To be done: Please rewrite every line of the records below, swapping "one marker per instance" for "one marker for each instance" wherever it occurs and leaving everything else unchanged.

Collected data

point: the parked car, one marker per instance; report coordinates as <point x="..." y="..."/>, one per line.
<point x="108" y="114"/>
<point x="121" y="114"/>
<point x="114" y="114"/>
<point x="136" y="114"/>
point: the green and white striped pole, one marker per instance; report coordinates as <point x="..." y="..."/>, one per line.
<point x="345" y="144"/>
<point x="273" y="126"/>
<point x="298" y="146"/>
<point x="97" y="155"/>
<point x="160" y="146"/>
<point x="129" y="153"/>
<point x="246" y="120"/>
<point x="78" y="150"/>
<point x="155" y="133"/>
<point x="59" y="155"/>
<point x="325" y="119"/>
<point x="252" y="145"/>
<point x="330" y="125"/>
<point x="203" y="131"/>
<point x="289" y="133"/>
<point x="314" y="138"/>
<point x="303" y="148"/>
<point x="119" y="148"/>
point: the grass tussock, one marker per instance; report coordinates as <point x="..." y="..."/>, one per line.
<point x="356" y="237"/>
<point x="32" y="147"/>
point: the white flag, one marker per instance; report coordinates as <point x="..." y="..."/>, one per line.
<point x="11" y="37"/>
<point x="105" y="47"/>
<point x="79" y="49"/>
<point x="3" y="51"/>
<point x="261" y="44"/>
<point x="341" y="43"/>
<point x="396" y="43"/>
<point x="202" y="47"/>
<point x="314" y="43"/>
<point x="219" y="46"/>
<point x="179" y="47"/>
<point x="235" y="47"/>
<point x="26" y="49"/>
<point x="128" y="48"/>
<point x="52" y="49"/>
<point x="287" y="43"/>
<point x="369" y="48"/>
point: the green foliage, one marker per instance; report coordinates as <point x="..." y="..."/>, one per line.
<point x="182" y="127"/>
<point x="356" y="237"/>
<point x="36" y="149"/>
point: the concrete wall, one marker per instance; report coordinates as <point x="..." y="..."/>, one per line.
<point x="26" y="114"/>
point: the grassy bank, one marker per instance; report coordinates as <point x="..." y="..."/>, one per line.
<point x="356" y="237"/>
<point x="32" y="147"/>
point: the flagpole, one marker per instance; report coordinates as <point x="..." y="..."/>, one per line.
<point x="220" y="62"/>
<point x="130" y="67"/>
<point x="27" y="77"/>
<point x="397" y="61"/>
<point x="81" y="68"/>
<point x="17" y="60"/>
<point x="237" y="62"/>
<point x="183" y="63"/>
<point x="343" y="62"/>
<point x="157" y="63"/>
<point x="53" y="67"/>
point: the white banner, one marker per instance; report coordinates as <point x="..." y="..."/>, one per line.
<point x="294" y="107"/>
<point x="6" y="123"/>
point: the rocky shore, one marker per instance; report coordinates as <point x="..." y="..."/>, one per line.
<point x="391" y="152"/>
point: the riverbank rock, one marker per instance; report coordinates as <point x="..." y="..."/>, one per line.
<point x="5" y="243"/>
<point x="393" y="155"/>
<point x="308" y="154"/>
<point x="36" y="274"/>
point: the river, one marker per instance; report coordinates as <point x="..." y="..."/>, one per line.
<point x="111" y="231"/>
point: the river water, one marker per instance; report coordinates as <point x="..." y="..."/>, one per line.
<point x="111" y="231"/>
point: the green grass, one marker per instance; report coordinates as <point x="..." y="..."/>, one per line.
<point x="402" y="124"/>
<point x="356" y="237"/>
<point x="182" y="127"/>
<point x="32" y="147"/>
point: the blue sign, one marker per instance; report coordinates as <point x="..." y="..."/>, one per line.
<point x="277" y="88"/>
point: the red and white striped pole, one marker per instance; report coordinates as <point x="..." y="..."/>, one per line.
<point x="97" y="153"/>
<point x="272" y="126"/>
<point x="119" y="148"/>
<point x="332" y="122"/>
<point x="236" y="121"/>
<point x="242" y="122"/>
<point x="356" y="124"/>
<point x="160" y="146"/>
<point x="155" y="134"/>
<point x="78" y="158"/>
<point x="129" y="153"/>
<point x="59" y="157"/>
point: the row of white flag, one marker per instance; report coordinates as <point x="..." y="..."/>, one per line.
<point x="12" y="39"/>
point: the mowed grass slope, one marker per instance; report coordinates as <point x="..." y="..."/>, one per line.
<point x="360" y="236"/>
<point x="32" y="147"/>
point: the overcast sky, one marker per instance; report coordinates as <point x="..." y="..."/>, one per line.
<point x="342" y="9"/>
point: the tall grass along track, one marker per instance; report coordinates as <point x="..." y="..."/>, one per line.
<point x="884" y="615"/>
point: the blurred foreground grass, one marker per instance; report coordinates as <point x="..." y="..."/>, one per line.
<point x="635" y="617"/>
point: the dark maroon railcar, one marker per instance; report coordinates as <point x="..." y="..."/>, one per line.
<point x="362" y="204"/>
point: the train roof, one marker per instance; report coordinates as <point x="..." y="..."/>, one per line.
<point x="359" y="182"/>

Output of the exercise:
point: the parked car, one marker for each instance; report coordinates as <point x="..." y="..."/>, one per line.
<point x="108" y="114"/>
<point x="121" y="114"/>
<point x="114" y="114"/>
<point x="136" y="114"/>
point: the green and white striped pole, one marker for each instance; report coordinates as <point x="..." y="..."/>, one per line.
<point x="345" y="144"/>
<point x="273" y="126"/>
<point x="298" y="146"/>
<point x="97" y="155"/>
<point x="160" y="146"/>
<point x="129" y="153"/>
<point x="246" y="120"/>
<point x="78" y="150"/>
<point x="155" y="133"/>
<point x="59" y="155"/>
<point x="325" y="119"/>
<point x="252" y="145"/>
<point x="330" y="125"/>
<point x="203" y="131"/>
<point x="289" y="133"/>
<point x="314" y="138"/>
<point x="303" y="148"/>
<point x="119" y="148"/>
point: the grass tussock, one marker for each instance; report coordinates as <point x="..." y="..."/>, one per line.
<point x="356" y="237"/>
<point x="32" y="147"/>
point: the white flag, one marker for each instance; report coordinates as <point x="..." y="..."/>, one per line.
<point x="11" y="37"/>
<point x="105" y="47"/>
<point x="79" y="49"/>
<point x="3" y="51"/>
<point x="261" y="44"/>
<point x="341" y="43"/>
<point x="396" y="43"/>
<point x="202" y="47"/>
<point x="314" y="43"/>
<point x="219" y="46"/>
<point x="179" y="47"/>
<point x="235" y="47"/>
<point x="26" y="49"/>
<point x="128" y="48"/>
<point x="52" y="49"/>
<point x="287" y="43"/>
<point x="369" y="48"/>
point: the green foliage, one marker for each instance; report coordinates as <point x="..." y="..."/>, one per line.
<point x="182" y="127"/>
<point x="356" y="237"/>
<point x="36" y="149"/>
point: the concrete wall, one marker for each instance; report coordinates as <point x="..." y="..."/>, one per line.
<point x="26" y="114"/>
point: the grassy bank, one marker for each instance; report coordinates as <point x="..." y="..."/>, one per line.
<point x="356" y="237"/>
<point x="32" y="147"/>
point: the flagpole, one marker for each instance; report coordinates as <point x="..." y="..."/>, one per line.
<point x="220" y="62"/>
<point x="130" y="67"/>
<point x="27" y="77"/>
<point x="397" y="61"/>
<point x="81" y="68"/>
<point x="17" y="60"/>
<point x="237" y="62"/>
<point x="183" y="63"/>
<point x="343" y="62"/>
<point x="157" y="63"/>
<point x="53" y="67"/>
point: the white banner, one marker for each instance; report coordinates as <point x="..." y="..."/>, one per line.
<point x="294" y="107"/>
<point x="6" y="123"/>
point: the rocky shore, one marker for each instance; report coordinates as <point x="..." y="..."/>, one per line.
<point x="391" y="152"/>
point: the riverbank rock, one marker for each instance; report coordinates as <point x="..." y="..."/>, one per line.
<point x="5" y="243"/>
<point x="393" y="155"/>
<point x="308" y="154"/>
<point x="36" y="274"/>
point: the river, one marker for each instance; report coordinates as <point x="..." y="..."/>, one per line.
<point x="111" y="231"/>
point: the river water, one marker for each instance; report coordinates as <point x="..." y="..."/>, one per line.
<point x="111" y="231"/>
point: the green grass, one marker for each instance; report coordinates as <point x="..." y="..."/>, one per line.
<point x="402" y="124"/>
<point x="356" y="237"/>
<point x="182" y="127"/>
<point x="32" y="147"/>
point: the blue sign, one marker for each instance; report coordinates as <point x="..." y="..."/>, one per line.
<point x="277" y="88"/>
point: the red and white striped pole, one marker for each instance; report coordinates as <point x="..." y="..."/>, one per line.
<point x="97" y="153"/>
<point x="272" y="126"/>
<point x="119" y="148"/>
<point x="332" y="122"/>
<point x="236" y="121"/>
<point x="242" y="122"/>
<point x="356" y="124"/>
<point x="160" y="146"/>
<point x="155" y="134"/>
<point x="78" y="158"/>
<point x="129" y="153"/>
<point x="59" y="157"/>
point: the row of white flag, one marker for each instance; report coordinates as <point x="..." y="..."/>, one per line.
<point x="12" y="39"/>
point: the mowed grass slope, one marker for each instance; report coordinates as <point x="..." y="..."/>, one per line.
<point x="360" y="236"/>
<point x="32" y="147"/>
point: the overcast sky, one marker for each instance; report coordinates as <point x="..." y="..."/>, one per line.
<point x="342" y="9"/>
point: the tall grass along track, one marker for each instance; report coordinates as <point x="..." y="..."/>, one per line.
<point x="884" y="615"/>
point: the blurred foreground grass, one marker for each instance; report coordinates as <point x="..." y="..."/>, one per line.
<point x="635" y="617"/>
point: the dark maroon railcar, one marker for each instance; report coordinates as <point x="..." y="..."/>, one per line.
<point x="362" y="204"/>
point: the train roof, one marker for each instance; report coordinates as <point x="..." y="..."/>, one per line.
<point x="359" y="182"/>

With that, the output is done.